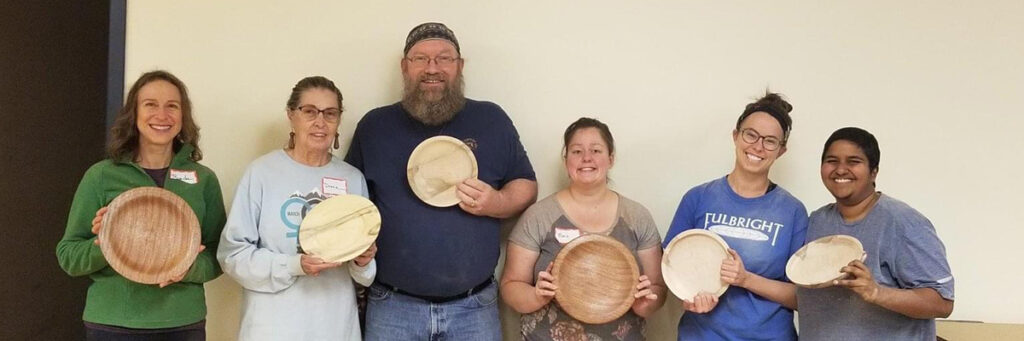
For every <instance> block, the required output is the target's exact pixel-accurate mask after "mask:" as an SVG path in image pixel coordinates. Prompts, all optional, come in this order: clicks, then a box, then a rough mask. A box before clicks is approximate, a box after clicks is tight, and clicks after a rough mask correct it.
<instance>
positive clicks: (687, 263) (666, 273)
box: [662, 228, 729, 300]
mask: <svg viewBox="0 0 1024 341" xmlns="http://www.w3.org/2000/svg"><path fill="white" fill-rule="evenodd" d="M728 250H729V245H728V244H726V243H725V240H722V238H721V237H719V236H718V235H717V233H715V232H713V231H710V230H707V229H701V228H692V229H687V230H685V231H683V232H682V233H679V235H678V236H676V238H674V239H672V242H669V246H668V247H667V248H666V249H665V255H664V256H663V257H662V275H663V276H664V278H665V284H666V286H668V287H669V289H670V290H672V293H673V294H675V295H676V297H679V298H680V299H684V300H691V299H692V298H693V296H696V295H697V294H698V293H700V292H706V293H709V294H712V295H715V296H722V294H724V293H725V290H726V289H729V285H728V284H726V283H725V281H722V261H723V260H725V259H727V258H729V251H728Z"/></svg>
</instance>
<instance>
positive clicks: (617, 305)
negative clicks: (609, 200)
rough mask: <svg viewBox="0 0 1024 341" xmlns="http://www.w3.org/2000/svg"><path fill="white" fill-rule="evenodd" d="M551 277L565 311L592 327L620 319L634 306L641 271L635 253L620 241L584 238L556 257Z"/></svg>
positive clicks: (592, 238)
= = = = =
**Aim of the exercise**
Copy every item above verbatim, line for line, and leave out the pictures.

**Response to this exercise**
For every <instance> block, the required output is the target's exact pixel-accurate mask after "mask:" as an SVG path in image pixel coordinates. Prompts, all optional, come in this order: clicks, then a box, then a rough mask. A box before clicks is approximate, a box after clicks is tight, and clicks after a rough mask correct it.
<instance>
positive clicks: (687, 263) (666, 273)
box: [662, 228, 729, 300]
mask: <svg viewBox="0 0 1024 341" xmlns="http://www.w3.org/2000/svg"><path fill="white" fill-rule="evenodd" d="M728 250H729V245H728V244H726V243H725V240H722V238H721V237H719V236H718V235H717V233H715V232H713V231H710V230H707V229H701V228H692V229H687V230H685V231H683V232H682V233H679V235H678V236H676V238H674V239H672V242H669V246H668V247H667V248H666V249H665V255H664V256H663V257H662V275H663V276H664V278H665V284H666V286H668V287H669V289H670V290H672V293H673V294H675V295H676V297H679V298H680V299H684V300H691V299H692V298H693V296H696V295H697V294H698V293H700V292H706V293H709V294H712V295H715V296H722V294H724V293H725V290H726V289H729V285H728V284H726V283H725V281H722V261H723V260H725V259H727V258H729V251H728Z"/></svg>
</instance>
<instance>
positive clicks: (617, 305)
negative clicks: (609, 200)
rough mask: <svg viewBox="0 0 1024 341" xmlns="http://www.w3.org/2000/svg"><path fill="white" fill-rule="evenodd" d="M551 277L565 311L592 327L620 319L634 306L641 271L635 253L620 241L584 238L556 257Z"/></svg>
positive clicks: (592, 238)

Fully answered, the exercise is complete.